• ENTRIES:
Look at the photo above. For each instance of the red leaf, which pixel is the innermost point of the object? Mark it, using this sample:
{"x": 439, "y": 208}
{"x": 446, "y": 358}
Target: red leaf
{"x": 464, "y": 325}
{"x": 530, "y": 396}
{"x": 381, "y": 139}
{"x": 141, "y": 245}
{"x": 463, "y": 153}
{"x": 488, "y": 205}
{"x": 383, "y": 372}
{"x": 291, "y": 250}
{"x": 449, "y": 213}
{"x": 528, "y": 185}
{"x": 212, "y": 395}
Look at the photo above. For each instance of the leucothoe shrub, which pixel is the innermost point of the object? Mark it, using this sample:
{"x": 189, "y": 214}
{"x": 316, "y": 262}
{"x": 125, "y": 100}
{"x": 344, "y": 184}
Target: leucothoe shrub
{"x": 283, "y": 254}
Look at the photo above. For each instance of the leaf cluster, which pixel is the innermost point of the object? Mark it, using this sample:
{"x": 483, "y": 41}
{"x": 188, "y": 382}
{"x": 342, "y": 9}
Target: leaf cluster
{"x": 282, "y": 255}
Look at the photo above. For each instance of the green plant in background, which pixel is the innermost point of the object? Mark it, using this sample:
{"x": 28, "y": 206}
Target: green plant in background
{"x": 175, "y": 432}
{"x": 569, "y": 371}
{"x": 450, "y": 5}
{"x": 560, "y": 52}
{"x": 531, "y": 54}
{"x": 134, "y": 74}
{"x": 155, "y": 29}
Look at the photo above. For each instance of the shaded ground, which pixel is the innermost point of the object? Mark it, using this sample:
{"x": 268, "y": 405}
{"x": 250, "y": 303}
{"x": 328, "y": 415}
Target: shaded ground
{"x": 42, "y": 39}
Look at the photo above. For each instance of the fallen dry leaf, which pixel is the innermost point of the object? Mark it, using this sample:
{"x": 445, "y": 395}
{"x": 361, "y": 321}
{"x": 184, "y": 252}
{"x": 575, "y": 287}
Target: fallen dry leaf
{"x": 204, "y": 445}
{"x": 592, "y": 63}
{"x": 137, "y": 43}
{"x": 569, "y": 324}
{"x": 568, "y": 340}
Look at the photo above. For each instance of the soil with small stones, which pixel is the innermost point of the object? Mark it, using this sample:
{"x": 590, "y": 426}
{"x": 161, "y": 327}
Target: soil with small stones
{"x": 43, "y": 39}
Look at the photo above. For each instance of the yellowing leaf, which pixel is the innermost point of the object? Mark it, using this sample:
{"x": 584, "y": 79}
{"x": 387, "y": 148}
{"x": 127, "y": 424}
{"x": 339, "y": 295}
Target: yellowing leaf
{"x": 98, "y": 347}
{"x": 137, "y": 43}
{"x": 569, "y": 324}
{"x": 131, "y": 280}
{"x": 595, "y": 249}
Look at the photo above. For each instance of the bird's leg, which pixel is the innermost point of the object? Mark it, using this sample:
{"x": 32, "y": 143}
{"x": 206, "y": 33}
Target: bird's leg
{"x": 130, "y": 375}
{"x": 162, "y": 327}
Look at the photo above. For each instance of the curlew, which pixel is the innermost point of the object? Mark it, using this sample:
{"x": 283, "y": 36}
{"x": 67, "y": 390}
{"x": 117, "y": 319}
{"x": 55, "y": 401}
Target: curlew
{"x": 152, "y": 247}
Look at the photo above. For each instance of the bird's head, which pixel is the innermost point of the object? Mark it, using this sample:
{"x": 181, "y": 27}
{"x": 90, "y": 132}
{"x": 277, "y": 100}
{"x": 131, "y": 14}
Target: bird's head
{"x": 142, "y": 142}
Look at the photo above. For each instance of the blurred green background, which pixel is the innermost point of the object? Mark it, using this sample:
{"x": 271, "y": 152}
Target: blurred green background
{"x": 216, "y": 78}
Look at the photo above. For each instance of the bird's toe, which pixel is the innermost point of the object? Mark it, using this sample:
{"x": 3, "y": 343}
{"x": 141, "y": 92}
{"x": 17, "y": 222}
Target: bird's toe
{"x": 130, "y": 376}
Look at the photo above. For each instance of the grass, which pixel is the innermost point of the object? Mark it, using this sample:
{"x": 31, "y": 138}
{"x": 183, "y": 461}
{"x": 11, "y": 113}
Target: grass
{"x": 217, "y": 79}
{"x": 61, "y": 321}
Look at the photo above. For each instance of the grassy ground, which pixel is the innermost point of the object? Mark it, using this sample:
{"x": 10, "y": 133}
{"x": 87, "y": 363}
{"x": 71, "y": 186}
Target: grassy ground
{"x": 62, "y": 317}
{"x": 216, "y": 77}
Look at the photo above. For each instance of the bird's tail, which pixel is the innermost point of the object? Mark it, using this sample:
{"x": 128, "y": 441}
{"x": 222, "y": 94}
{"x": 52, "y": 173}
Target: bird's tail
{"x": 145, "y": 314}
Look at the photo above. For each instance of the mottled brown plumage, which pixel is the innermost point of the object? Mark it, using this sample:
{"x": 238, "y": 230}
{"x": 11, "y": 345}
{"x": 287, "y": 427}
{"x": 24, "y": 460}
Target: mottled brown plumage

• PROBLEM DESCRIPTION:
Give back exactly the lines that run from the line with "Look at the photo above. For each instance of the grassy" through the close of the material, counting both ends, and nothing more.

• REPLY TO THE EXERCISE:
Look at the photo above. For each instance of the grassy ground, which pixel is the innermost point of the object? Mark it, using this sample:
{"x": 10, "y": 133}
{"x": 87, "y": 363}
{"x": 71, "y": 186}
Target: grassy ground
{"x": 62, "y": 317}
{"x": 216, "y": 77}
Look at the photo above. For each instance of the bird's tail, which pixel is the innermost point of the object? Mark it, using this sample:
{"x": 128, "y": 441}
{"x": 222, "y": 94}
{"x": 52, "y": 173}
Target: bird's tail
{"x": 145, "y": 314}
Look at the photo above. For each instance of the mottled brown plumage, which pixel is the innermost point of the object? Mark it, using this sample:
{"x": 238, "y": 230}
{"x": 11, "y": 345}
{"x": 287, "y": 427}
{"x": 24, "y": 460}
Target: mottled brown plumage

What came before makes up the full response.